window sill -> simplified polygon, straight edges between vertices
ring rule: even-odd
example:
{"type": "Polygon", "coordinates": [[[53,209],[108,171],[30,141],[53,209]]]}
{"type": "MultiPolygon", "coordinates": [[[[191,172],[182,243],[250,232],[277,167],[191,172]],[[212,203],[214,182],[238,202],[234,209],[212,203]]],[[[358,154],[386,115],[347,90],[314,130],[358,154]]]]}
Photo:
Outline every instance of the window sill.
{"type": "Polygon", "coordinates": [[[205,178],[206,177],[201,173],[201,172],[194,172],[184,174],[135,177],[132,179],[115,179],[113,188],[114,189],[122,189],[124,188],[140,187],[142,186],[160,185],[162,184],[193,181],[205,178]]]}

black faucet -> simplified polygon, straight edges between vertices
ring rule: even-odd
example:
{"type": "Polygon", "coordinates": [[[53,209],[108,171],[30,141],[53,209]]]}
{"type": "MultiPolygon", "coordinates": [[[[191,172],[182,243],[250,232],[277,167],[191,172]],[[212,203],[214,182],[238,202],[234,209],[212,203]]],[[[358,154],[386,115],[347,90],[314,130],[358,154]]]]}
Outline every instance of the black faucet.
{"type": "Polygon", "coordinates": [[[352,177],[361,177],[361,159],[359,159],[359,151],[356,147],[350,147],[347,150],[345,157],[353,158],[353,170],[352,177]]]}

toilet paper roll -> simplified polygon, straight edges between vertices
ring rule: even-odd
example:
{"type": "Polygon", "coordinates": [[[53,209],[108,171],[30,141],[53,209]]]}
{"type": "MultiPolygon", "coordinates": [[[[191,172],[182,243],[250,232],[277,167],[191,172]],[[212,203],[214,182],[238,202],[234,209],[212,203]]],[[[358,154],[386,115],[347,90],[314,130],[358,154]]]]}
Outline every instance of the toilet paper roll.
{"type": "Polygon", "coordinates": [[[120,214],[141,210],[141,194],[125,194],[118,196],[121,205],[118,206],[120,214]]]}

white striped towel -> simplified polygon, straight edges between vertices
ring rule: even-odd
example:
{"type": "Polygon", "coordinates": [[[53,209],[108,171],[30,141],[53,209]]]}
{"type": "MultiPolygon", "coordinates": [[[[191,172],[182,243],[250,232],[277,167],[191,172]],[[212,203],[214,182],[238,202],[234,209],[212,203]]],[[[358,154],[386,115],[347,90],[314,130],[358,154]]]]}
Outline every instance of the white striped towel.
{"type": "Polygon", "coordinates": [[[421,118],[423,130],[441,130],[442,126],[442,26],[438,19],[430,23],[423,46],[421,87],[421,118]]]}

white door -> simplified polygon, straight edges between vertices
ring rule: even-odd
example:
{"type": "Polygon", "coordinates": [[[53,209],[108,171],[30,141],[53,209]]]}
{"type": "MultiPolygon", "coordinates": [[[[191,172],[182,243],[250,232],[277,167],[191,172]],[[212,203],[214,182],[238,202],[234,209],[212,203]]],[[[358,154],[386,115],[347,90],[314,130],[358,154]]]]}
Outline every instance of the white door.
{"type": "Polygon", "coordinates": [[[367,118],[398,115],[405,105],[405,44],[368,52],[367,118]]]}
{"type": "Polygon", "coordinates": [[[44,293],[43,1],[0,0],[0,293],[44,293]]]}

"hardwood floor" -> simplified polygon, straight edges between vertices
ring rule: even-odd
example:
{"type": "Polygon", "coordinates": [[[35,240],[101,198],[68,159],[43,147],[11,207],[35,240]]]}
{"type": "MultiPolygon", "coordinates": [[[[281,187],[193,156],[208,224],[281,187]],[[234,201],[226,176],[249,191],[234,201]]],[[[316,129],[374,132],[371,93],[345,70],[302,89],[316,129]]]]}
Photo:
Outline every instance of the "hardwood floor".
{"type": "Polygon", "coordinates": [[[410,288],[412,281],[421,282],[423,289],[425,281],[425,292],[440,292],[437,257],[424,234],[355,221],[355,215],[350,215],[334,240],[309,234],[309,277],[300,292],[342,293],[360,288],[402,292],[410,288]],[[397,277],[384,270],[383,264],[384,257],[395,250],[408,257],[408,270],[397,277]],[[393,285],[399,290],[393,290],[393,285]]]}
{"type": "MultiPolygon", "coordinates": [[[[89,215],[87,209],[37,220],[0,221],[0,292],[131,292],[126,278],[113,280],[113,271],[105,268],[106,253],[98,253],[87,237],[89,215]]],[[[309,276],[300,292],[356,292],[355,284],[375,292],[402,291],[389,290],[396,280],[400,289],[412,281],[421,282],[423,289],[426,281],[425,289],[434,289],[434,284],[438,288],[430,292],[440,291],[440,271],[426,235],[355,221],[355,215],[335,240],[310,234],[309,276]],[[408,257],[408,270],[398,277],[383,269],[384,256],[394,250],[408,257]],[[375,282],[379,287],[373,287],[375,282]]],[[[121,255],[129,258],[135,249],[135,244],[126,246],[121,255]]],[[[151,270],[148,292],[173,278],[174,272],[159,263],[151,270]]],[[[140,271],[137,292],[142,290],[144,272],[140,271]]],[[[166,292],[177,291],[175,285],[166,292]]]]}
######
→ WORK TO COMPLETE
Please count the lines above that contain the string "Outline", matching case exactly, and give only the number.

→ CORRECT RESULT
6